> [Reading text]:

>> Start

\documentclass[10pt]{article}
\newtheorem{define}{Definition}
\usepackage{color}

\oddsidemargin=0.15in
\evensidemargin=0.15in
\topmargin=-.5in
\textheight=9in
\textwidth=6.25in

\begin{document}
\input{preamble.tex}
\newtheorem{note}[theorem]{Note}
\newcommand{\RETURN}{{\bf return}}
\newcommand{\Adv}{{\rm Adv}}

\lecture{11}{March 12, 2008}{Ronitt Rubinfeld}{Yoong Keok Lee}

%%%% body goes in here %%%%

Today, we will show how a weak PAC (Probably Approximate Correct)
learning algorithm can be boosted to a strong one.  This result has
far-reaching implications beyond computational learning theory.

\section{Introduction}
\begin{define}
  An algorithm $\mathsf{A}$ (``strongly'') PAC learns a concept class
  $\mathcal{F}$ if~
  $\forall f \in \mathcal{F}, 
  \forall \mbox{distribution } \mathcal{D},
  \forall \epsilon,\delta > 0$,
  with probability $\ge 1-\delta$, 
  given examples $\in \mathcal{D}$ labelled according to $f$, 
  $\mathsf{A}$ outputs $h$ such that
  \begin{equation}
    \Pr_{\mathcal{D}}[h(x) \ne f(x)] \le \epsilon.
  \end{equation}
\end{define}
\begin{remark}
  \begin{itemize}
  \item $\epsilon$ is called the accuracy parameter, and $\delta$ is
    called the security parameter or the failure probability.

>> End

> [Data rows]:
>> Start

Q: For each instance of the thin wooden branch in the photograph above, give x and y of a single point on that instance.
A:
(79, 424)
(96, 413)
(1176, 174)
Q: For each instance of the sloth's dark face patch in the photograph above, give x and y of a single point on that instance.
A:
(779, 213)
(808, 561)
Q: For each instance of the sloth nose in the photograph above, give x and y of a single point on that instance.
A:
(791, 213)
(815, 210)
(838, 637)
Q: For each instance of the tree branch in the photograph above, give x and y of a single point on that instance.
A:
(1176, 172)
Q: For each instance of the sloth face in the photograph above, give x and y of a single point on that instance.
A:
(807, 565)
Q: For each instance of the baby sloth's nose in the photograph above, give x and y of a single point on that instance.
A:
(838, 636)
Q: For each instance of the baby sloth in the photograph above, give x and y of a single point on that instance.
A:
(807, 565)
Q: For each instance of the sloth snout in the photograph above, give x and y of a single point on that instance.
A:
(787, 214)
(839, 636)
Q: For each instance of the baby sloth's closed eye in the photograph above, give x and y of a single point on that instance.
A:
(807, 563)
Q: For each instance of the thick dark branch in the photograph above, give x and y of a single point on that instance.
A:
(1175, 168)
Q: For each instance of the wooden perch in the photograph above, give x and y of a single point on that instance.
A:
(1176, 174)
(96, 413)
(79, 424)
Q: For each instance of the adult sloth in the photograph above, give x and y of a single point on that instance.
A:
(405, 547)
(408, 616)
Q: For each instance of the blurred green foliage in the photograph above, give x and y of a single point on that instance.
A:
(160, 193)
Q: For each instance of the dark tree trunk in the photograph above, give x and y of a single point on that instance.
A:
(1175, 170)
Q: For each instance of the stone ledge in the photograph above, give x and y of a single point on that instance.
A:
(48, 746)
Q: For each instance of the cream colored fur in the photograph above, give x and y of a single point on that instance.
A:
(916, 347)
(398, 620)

>> End
>> Start

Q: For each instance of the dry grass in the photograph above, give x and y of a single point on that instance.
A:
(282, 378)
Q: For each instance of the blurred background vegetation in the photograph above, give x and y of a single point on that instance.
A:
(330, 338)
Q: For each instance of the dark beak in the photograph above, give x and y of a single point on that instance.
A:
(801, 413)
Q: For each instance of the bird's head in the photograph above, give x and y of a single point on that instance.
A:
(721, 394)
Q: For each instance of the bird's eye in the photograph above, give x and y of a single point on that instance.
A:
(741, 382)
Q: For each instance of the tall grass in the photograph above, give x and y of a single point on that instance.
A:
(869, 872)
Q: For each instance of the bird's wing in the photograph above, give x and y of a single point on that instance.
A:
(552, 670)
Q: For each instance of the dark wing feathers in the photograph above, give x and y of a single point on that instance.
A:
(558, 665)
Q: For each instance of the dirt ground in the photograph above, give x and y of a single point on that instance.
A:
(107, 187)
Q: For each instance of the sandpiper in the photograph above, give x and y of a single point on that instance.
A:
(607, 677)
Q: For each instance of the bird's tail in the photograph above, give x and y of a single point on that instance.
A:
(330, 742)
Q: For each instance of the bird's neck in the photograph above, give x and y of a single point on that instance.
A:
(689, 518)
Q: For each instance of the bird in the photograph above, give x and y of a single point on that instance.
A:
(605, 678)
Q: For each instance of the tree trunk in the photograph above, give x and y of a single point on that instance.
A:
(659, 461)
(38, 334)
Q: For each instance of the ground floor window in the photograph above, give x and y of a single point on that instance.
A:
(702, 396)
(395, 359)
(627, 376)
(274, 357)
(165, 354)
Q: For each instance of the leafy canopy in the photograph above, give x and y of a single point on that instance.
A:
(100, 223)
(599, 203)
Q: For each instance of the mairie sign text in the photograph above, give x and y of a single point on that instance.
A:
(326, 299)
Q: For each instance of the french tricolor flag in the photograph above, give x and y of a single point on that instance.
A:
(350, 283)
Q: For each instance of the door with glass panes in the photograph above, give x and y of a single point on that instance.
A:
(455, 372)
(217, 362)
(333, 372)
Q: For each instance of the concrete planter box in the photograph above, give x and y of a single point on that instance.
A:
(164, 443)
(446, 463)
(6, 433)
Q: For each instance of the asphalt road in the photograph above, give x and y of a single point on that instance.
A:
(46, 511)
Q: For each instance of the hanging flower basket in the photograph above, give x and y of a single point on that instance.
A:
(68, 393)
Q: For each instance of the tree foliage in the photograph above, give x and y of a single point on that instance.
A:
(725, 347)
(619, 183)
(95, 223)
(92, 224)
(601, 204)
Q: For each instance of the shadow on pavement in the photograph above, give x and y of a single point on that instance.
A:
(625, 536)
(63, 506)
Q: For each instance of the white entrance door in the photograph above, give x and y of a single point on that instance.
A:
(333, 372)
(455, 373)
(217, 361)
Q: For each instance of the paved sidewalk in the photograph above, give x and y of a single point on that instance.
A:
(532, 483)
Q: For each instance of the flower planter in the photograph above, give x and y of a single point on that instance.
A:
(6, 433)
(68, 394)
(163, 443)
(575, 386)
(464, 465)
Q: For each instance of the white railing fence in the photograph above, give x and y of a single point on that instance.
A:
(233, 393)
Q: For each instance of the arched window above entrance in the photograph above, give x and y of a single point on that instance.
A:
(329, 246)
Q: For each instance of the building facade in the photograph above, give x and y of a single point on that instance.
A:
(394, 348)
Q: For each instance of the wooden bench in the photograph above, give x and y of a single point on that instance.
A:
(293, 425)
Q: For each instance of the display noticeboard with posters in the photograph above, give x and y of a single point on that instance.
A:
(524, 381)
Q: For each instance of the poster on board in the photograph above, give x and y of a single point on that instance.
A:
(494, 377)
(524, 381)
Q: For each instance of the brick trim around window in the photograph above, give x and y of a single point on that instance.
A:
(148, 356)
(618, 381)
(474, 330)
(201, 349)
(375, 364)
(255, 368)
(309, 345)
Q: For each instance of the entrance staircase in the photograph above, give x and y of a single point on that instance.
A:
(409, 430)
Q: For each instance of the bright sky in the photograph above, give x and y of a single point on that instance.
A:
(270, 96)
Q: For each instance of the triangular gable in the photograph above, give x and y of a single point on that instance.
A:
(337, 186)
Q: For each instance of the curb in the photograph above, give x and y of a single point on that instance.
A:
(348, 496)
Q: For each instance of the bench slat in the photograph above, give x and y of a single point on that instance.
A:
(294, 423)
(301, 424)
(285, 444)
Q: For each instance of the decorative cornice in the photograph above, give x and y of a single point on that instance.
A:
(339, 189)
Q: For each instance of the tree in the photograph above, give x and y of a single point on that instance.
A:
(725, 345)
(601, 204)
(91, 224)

>> End

> [Requirements]:
(a) Summarize the lecture notes on boosting PAC learning in two sentences.
(b) In the lecture notes on boosting, what two names are given to δ?
(c) Please extend the lecture notes on boosting PAC learning, picking up right after the last line shown.

> [Responses per task]:
(a) The lecture sets out to show how a weak PAC learning algorithm can be boosted to a strong one, a result with far-reaching implications beyond computational learning theory. An algorithm strongly PAC learns a concept class if, for every function f in the class, every distribution, and every ε, δ > 0, it takes data drawn from that distribution and labeled by f and, with probability at least 1 − δ, outputs an h whose probability of disagreeing with f is at most ε.

(b) The security parameter or the failure probability.

(c)
  \item Parameter $\delta$ is inconsequential here: As long as it is
    reasonably small, we can drive it down to an arbitrarily small
    value.  (Refer to Question 2 in Homework 2.)  For this reason, we
    shall be omitting this parameter from here onwards.
  \item Hypothesis $h$ does not necessarily have to be in concept
    class $\mathcal{F}$. If it does, then the model is called a proper
    learning model.
  \item Distribution $\mathcal{D}$ does not have to be uniform either.
    It can be any distribution, and therefore, the algorithm is
    distribution-free.
  \end{itemize}
\end{remark}

\begin{define}
  An algorithm $\mathsf{WL}$ {\color{blue}\bf weakly} PAC learns a concept class
  $\mathcal{F}$ if~
  $\forall f \in \mathcal{F}, 
  \forall \mbox{distribution } \mathcal{D},
  {\color{blue}\mathbf{\exists \gamma > 0}},\forall \delta > 0$,
  with probability $\ge 1-\delta$, 
  given examples $\in \mathcal{D}$ labelled according to $f$, 
  $\mathsf{WL}$ outputs $c$ such that
  \begin{equation}
    \Pr_{\mathcal{D}}[c(x) \ne f(x)] \le {\color{blue}\mathbf{ \frac{1}{2} - \frac{\gamma}{2}}}.
  \end{equation}
\end{define}
\begin{define}
  The term $\frac{\gamma}{2}$ is called the \emph{advantage} of $\mathsf{WL}$.
\end{define}
\begin{remark}
  Here, we assume that the concept class $\mathcal{F}$ is Boolean, and so
  hypothesis $c$ can be just doing slightly better than one of the two constant function. Also,
  note that $\mathsf{WL}$ must be able to output such $c$ {\em for all
    distributions}, not just, say, the uniform distribution.
\end{remark}

\begin{theorem}
  If $\mathcal{F}$ can be weakly learned, then $\mathcal{F}$ can be strongly learned.
\end{theorem}

\section{A Boosting Algorithm}
In this section, we present an algorithm which boosts a weak
learner to a strong one, hence proving the above theorem.  There are
several variants the algorithm, but they revolve around the same idea.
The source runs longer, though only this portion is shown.